-- begin Document excerpt --

The answer is $bf(b)-af(a)$ but I am wondering how to get the answer.

1 Answers 1

1

Here is a graphical proof (that doesn't assume that $f$ is differentiable).

Take a look at the following figure :

enter image description here

The colored areas constitute a rectangle whose area can be computed in two ways :

A) globally, as :

$$\text{length} \times \text{width} \ = \ b.f(b)\tag{1}$$

B) by considering it as partitionned into three non-overlapping regions :

  • the blue region (deep blue + light blue) : its area is the area under the curve of $f$ starting at $a$ and ending at $b$ i.e., $\int_a^b f(x)dx$,

  • the red region (deep red + light red) : its area is the area under the curve of $f^{-1}$, starting at $f(a)$ and ending at $f(b)$, i.e., $\int_{f(a)}^{f(b)} f^{-1}(x)dx$ (one has to turn his head 90° !),

  • the green region, a rectangle whose area is : $a.f(a)$.

Equating the two ways of computing this area, we get :

$$b.f(b)=\int_a^b f(x)dx+\int_{f(a)}^{f(b)} f^{-1}(x)dx + a.f(a)$$

which is equivalent to the relationship you want to establish.

-- end Document excerpt --
-- begin Stored data --

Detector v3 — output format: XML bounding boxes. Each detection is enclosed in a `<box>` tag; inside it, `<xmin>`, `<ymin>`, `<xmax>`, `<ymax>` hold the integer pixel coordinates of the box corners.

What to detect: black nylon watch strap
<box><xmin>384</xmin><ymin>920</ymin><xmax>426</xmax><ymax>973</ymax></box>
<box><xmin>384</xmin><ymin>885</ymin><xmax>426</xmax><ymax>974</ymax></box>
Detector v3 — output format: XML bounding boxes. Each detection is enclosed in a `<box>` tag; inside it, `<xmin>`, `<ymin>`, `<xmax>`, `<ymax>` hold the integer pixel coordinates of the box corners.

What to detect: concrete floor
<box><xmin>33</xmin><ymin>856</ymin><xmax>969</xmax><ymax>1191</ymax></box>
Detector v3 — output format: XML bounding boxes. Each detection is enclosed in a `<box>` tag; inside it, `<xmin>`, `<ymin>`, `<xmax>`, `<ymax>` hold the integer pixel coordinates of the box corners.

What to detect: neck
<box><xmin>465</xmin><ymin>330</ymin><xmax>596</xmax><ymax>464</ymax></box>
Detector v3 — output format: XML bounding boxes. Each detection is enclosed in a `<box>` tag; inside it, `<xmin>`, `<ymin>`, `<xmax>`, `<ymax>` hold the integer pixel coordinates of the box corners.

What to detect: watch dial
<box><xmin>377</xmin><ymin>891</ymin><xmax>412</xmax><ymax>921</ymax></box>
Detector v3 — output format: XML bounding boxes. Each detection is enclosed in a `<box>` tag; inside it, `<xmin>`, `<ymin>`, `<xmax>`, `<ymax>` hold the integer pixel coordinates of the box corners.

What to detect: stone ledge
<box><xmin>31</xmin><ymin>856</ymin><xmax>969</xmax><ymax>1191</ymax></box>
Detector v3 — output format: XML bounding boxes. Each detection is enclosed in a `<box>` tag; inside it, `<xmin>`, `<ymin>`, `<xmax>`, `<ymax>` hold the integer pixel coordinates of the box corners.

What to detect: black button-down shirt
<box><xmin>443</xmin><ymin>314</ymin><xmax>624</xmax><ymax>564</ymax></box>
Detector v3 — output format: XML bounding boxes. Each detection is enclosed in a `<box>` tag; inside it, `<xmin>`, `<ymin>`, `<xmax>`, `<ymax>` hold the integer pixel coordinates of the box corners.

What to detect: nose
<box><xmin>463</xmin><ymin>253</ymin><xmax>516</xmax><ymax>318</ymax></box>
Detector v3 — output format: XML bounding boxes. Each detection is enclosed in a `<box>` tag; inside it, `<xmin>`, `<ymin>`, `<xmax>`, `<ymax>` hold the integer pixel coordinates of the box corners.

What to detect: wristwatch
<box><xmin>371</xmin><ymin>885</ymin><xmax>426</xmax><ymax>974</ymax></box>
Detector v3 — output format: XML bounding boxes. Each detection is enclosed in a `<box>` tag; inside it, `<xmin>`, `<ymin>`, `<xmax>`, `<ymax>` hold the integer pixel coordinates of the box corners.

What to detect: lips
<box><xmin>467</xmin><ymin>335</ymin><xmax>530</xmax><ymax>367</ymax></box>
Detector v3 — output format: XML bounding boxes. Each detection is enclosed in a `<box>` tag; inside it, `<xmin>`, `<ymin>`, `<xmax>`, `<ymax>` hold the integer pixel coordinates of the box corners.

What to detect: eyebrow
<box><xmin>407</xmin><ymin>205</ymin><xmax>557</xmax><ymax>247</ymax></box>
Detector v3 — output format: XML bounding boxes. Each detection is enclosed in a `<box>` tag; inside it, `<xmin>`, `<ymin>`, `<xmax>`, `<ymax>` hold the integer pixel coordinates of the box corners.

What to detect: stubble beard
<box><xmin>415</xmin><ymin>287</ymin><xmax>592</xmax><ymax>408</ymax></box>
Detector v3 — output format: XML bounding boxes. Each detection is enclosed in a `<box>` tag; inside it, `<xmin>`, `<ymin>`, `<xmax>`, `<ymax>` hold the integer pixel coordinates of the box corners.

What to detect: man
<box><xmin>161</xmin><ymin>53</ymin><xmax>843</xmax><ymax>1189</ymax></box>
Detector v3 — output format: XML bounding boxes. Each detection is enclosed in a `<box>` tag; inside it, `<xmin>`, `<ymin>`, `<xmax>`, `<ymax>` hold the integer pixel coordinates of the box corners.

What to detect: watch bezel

-- end Stored data --

* **Tasks**:
1. Repeat the inverse-function integral proof between "A) globally, as" and "is : $a.f(a)$.", inclusive.
2. Continue the inverse-function integral proof from where it stops.

* **Expected outputs**:
1.
A) globally, as :

$$\text{length} \times \text{width} \ = \ b.f(b)\tag{1}$$

B) by considering it as partitionned into three non-overlapping regions :

  • the blue region (deep blue + light blue) : its area is the area under the curve of $f$ starting at $a$ and ending at $b$ i.e., $\int_a^b f(x)dx$,

  • the red region (deep red + light red) : its area is the area under the curve of $f^{-1}$, starting at $f(a)$ and ending at $f(b)$, i.e., $\int_{f(a)}^{f(b)} f^{-1}(x)dx$ (one has to turn his head 90° !),

  • the green region, a rectangle whose area is : $a.f(a)$.

2.
Addendum : It has taken me some time to spot an analogous question. Here it is, on this site : Show rigorously that the sum of integrals of $f$ and of its inverse is $bf(b)-af(a)$ with some very interesting answers (the accepted answer of Julian Aguirre, and the answer of Kobe ; the answer of Vim is the same as mine). Another reference : Prove that $\int_a^bf(x)dx+ \int_{f(a)}^{f(b)} f^{-1}(y)dy=bf(b)-af(a)$.

Last but not least, a generalisation of the equation at hand is given by Young's inequality : (http://mathworld.wolfram.com/YoungsInequality.html) as remarked in this answer (https://math.stackexchange.com/q/1154557).